Work item: What lines below contain the word "motorcycle"? Please pull each one out.

============

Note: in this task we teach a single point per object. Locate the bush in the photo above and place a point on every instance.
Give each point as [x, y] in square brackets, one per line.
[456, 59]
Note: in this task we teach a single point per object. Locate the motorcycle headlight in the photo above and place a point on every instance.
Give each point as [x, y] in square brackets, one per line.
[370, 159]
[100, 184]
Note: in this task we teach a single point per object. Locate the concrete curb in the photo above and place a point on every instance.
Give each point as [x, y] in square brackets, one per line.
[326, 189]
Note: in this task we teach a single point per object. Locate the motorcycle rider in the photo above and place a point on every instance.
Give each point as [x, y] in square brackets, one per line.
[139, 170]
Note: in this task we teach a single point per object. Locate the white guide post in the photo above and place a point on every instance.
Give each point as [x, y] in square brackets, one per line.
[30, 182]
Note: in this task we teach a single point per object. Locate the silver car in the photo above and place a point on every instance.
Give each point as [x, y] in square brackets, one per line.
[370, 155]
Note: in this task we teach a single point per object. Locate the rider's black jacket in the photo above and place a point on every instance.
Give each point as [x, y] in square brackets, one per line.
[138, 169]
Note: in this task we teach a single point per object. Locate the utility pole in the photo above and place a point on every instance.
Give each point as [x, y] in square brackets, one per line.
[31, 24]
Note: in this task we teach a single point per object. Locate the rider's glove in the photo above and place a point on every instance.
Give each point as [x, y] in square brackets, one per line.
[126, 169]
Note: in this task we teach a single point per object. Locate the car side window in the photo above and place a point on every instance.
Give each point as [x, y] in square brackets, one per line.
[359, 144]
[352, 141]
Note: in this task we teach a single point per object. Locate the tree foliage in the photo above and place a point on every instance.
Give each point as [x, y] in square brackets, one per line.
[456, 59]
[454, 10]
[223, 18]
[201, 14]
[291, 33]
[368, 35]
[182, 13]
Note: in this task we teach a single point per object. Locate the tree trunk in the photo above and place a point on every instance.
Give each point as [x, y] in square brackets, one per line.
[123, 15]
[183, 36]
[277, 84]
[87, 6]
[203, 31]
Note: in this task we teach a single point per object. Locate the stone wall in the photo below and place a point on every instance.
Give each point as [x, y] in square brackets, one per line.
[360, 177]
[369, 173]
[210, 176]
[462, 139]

============

Output for this exercise:
Note: in this task we teach a single point per object. Locate the motorcycle headlight in the photo above and place a point on every instance.
Note: in this task we teach a single point per object. Locate the motorcycle rider in the photo above and place a point on every instance.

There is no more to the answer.